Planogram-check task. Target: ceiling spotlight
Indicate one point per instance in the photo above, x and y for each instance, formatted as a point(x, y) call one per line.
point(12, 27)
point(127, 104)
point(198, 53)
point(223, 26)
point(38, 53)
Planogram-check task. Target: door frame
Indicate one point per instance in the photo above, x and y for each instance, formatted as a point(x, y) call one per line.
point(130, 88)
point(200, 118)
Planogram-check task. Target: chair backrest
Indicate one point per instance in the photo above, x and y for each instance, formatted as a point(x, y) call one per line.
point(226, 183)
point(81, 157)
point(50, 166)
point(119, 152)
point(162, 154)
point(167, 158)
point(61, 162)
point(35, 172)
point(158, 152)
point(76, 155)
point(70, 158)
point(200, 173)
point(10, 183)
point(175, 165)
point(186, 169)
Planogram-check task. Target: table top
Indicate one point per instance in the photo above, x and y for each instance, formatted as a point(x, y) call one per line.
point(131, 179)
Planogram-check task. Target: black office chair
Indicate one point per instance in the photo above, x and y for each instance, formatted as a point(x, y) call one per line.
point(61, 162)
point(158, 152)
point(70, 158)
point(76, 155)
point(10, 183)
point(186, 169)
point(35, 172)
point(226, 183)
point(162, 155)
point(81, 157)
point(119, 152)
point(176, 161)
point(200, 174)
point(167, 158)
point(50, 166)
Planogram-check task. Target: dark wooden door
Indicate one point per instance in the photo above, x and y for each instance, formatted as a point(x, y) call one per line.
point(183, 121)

PROBLEM DETAILS:
Copy exactly the lines from the one containing "Planogram-check task. Target: table top" through the last line of the records, both included, and nothing else.

CORRECT RESULT:
Planogram-check task. Target: table top
Indicate one point per instance in the photo above, x and y for each instance, formatted as a point(x, y) call one per line.
point(131, 179)
Planogram-check task. Target: black office chair
Indicate one point per instance in the photo above, x and y for each instance, formatted as a point(x, y) call one per line.
point(61, 162)
point(158, 152)
point(70, 158)
point(76, 155)
point(10, 183)
point(186, 169)
point(35, 172)
point(226, 183)
point(162, 155)
point(81, 157)
point(119, 152)
point(176, 161)
point(200, 174)
point(167, 158)
point(50, 166)
Planogram-check task. Target: dark wooden door
Indicate one point per instance in the photo above, x and y for each instance, formatted as a point(x, y) call one per line.
point(183, 121)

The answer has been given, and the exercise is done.